▶ Prompt
Copy every line of the material below exactly, including each line of text, but leave the pictures out of your answer.

Exercise input Block Start

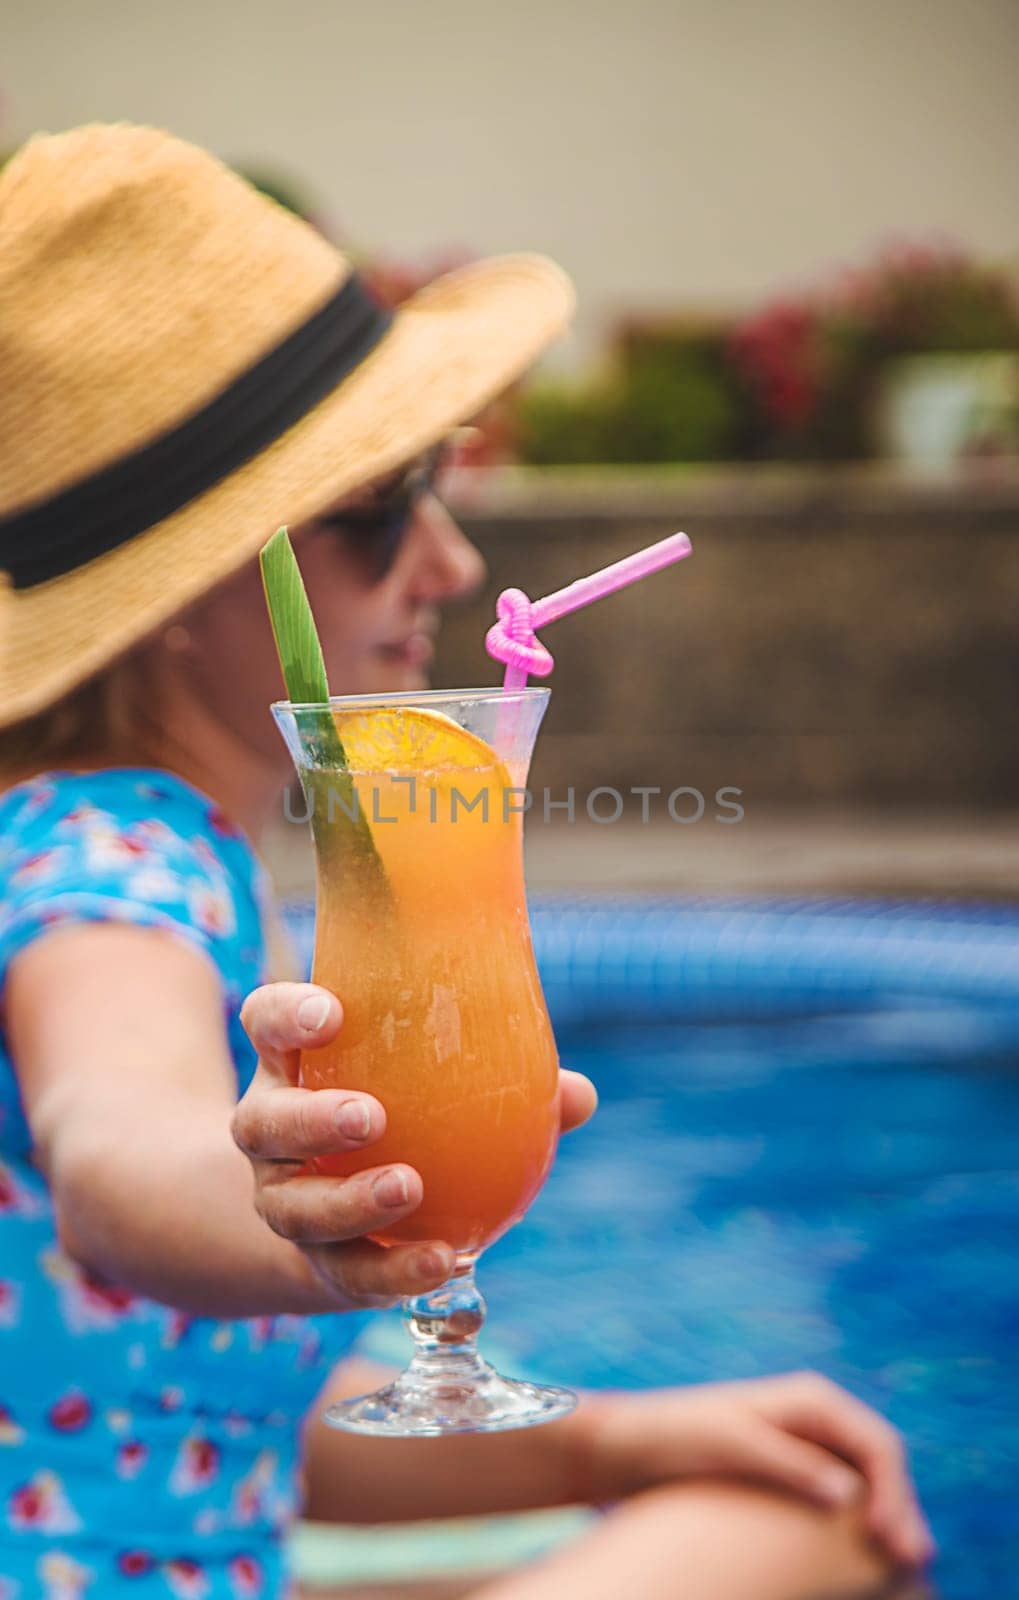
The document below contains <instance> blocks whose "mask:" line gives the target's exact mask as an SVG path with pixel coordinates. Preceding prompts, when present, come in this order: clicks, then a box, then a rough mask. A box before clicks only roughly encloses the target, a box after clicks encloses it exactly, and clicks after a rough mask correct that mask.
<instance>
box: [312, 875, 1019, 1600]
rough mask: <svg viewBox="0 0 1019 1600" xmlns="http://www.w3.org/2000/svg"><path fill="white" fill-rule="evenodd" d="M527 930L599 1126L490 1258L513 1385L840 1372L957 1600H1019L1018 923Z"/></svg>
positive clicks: (761, 914)
mask: <svg viewBox="0 0 1019 1600" xmlns="http://www.w3.org/2000/svg"><path fill="white" fill-rule="evenodd" d="M533 925H534V939H536V949H537V955H539V965H541V970H542V981H544V984H545V992H547V995H549V1005H550V1010H552V1014H553V1019H555V1024H557V1035H558V1040H560V1053H561V1058H563V1062H565V1064H568V1066H574V1067H579V1069H582V1070H585V1072H589V1074H590V1075H592V1077H593V1078H595V1082H597V1085H598V1090H600V1094H601V1114H600V1115H598V1118H597V1120H595V1123H593V1125H592V1126H590V1128H587V1130H585V1131H584V1133H581V1134H577V1136H576V1138H571V1139H568V1141H565V1144H563V1150H561V1155H560V1160H558V1163H557V1168H555V1171H553V1174H552V1178H550V1181H549V1184H547V1187H545V1190H544V1194H542V1195H541V1198H539V1202H537V1203H536V1206H534V1208H533V1211H531V1213H529V1216H528V1218H526V1221H525V1222H523V1224H521V1226H520V1227H517V1229H515V1230H513V1232H512V1234H510V1235H507V1238H504V1240H502V1242H501V1243H499V1245H496V1246H494V1248H493V1251H491V1253H490V1254H488V1256H486V1259H485V1264H483V1285H485V1291H486V1294H488V1301H490V1307H491V1338H493V1341H494V1342H498V1347H499V1352H501V1360H502V1363H504V1365H509V1366H510V1370H512V1363H517V1368H518V1370H528V1371H529V1373H531V1374H536V1376H537V1378H544V1379H552V1381H565V1382H576V1384H581V1386H617V1384H625V1386H640V1387H645V1386H653V1384H669V1382H677V1384H681V1382H693V1381H699V1379H717V1378H741V1376H757V1374H763V1373H769V1371H782V1370H789V1368H800V1366H816V1368H821V1370H822V1371H825V1373H829V1374H830V1376H832V1378H835V1379H838V1381H840V1382H843V1384H846V1386H848V1387H851V1389H853V1390H854V1392H857V1394H859V1395H862V1397H864V1398H867V1400H870V1402H872V1403H875V1405H878V1406H880V1408H881V1410H883V1411H885V1413H886V1414H888V1416H891V1418H893V1421H894V1422H896V1424H897V1426H899V1427H901V1429H902V1430H904V1432H905V1434H907V1437H909V1440H910V1446H912V1453H913V1462H915V1470H917V1477H918V1480H920V1486H921V1493H923V1499H925V1506H926V1509H928V1512H929V1515H931V1520H933V1523H934V1531H936V1536H937V1539H939V1544H941V1549H942V1557H941V1562H939V1566H937V1574H936V1576H937V1582H939V1587H941V1592H942V1594H944V1595H945V1597H949V1600H990V1597H992V1595H993V1597H995V1600H1001V1597H1003V1595H1006V1594H1013V1592H1014V1582H1016V1571H1017V1570H1019V1509H1017V1501H1019V1496H1017V1477H1019V1474H1017V1462H1019V1381H1017V1376H1016V1339H1017V1336H1019V1174H1017V1171H1016V1168H1017V1165H1019V1163H1017V1160H1016V1130H1017V1128H1019V1072H1017V1070H1016V1064H1017V1061H1019V917H1017V915H1016V914H1014V912H1009V910H1003V909H1000V907H968V909H952V910H947V909H937V907H933V906H889V904H881V906H877V904H867V906H861V904H853V902H846V904H816V902H795V904H792V902H765V904H761V902H729V904H720V902H717V901H705V902H699V904H697V902H689V901H685V902H662V901H657V902H638V901H627V902H619V901H613V902H606V901H592V902H590V904H581V902H576V901H569V902H566V901H537V902H536V904H534V907H533ZM304 926H307V923H306V922H304ZM392 1333H394V1330H386V1328H379V1330H378V1333H376V1339H378V1341H379V1342H381V1344H386V1342H387V1339H392Z"/></svg>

Exercise input Block End

▶ Answer box
The document below contains <instance> blocks whose "mask:" line gives the target's exact mask as an SVG path with pixel coordinates. Preceding prompts, when present, come in this order: clicks, then a box, then a rough mask. A box before clicks only roughly encloses the target, a box after clicks encloses it exactly, and clicks after a rough mask correct that mask.
<instance>
box: [312, 875, 1019, 1600]
rough mask: <svg viewBox="0 0 1019 1600" xmlns="http://www.w3.org/2000/svg"><path fill="white" fill-rule="evenodd" d="M527 930L599 1126L490 1258L513 1385L840 1372L957 1600H1019L1018 923Z"/></svg>
positive clicks: (761, 914)
mask: <svg viewBox="0 0 1019 1600" xmlns="http://www.w3.org/2000/svg"><path fill="white" fill-rule="evenodd" d="M533 925H534V939H536V949H537V955H539V965H541V970H542V981H544V984H545V992H547V995H549V1005H550V1010H552V1014H553V1019H555V1024H557V1035H558V1040H560V1053H561V1058H563V1062H565V1064H568V1066H574V1067H579V1069H582V1070H585V1072H589V1074H590V1075H592V1077H593V1078H595V1082H597V1085H598V1090H600V1094H601V1114H600V1115H598V1118H597V1120H595V1123H593V1125H592V1126H590V1128H587V1130H585V1131H584V1133H581V1134H577V1136H576V1138H571V1139H568V1141H565V1144H563V1150H561V1155H560V1160H558V1163H557V1168H555V1171H553V1174H552V1178H550V1181H549V1184H547V1187H545V1190H544V1194H542V1195H541V1198H539V1202H537V1203H536V1206H534V1208H533V1211H531V1213H529V1216H528V1218H526V1221H525V1222H523V1224H521V1226H520V1227H517V1229H515V1230H513V1232H512V1234H510V1235H507V1238H504V1240H502V1242H501V1243H499V1245H496V1246H494V1248H493V1251H491V1253H490V1254H488V1256H486V1259H485V1264H483V1285H485V1291H486V1294H488V1301H490V1307H491V1338H493V1341H494V1342H498V1347H499V1352H501V1360H502V1363H504V1365H509V1366H510V1370H512V1363H517V1368H518V1370H528V1371H529V1373H531V1374H536V1376H537V1378H544V1379H552V1381H565V1382H576V1384H581V1386H617V1384H625V1386H640V1387H645V1386H653V1384H669V1382H677V1384H681V1382H693V1381H699V1379H717V1378H741V1376H757V1374H763V1373H769V1371H782V1370H789V1368H800V1366H816V1368H821V1370H822V1371H825V1373H829V1374H830V1376H832V1378H835V1379H838V1381H840V1382H843V1384H846V1386H848V1387H851V1389H853V1390H854V1392H857V1394H859V1395H862V1397H864V1398H867V1400H870V1402H872V1403H875V1405H878V1406H880V1408H881V1410H883V1411H885V1413H886V1414H888V1416H891V1418H893V1421H894V1422H896V1424H897V1426H899V1427H901V1429H902V1430H904V1432H905V1434H907V1437H909V1440H910V1446H912V1453H913V1462H915V1470H917V1477H918V1480H920V1486H921V1493H923V1499H925V1506H926V1509H928V1512H929V1515H931V1520H933V1523H934V1531H936V1536H937V1539H939V1544H941V1549H942V1557H941V1562H939V1566H937V1574H936V1576H937V1582H939V1587H941V1592H942V1594H944V1595H945V1597H949V1600H990V1597H992V1595H993V1597H995V1600H1001V1597H1003V1595H1006V1594H1013V1592H1014V1582H1016V1571H1017V1570H1019V1509H1017V1501H1019V1496H1017V1477H1019V1474H1017V1462H1019V1381H1017V1376H1016V1339H1017V1336H1019V1174H1017V1171H1016V1168H1017V1165H1019V1163H1017V1160H1016V1130H1017V1128H1019V1072H1017V1070H1016V1064H1017V1061H1019V917H1017V915H1016V914H1014V912H1009V910H1003V909H1000V907H968V909H952V910H947V909H937V907H933V906H889V904H881V906H877V904H867V906H861V904H853V902H846V904H816V902H795V904H792V902H765V904H761V902H729V904H720V902H717V901H705V902H699V904H697V902H689V901H685V902H662V901H657V902H638V901H627V902H619V901H613V902H606V901H592V902H590V904H581V902H576V901H569V902H566V901H537V902H536V904H534V907H533ZM304 926H307V923H306V922H304ZM392 1333H394V1330H386V1328H379V1330H378V1333H376V1339H378V1341H379V1342H381V1344H386V1342H387V1339H392Z"/></svg>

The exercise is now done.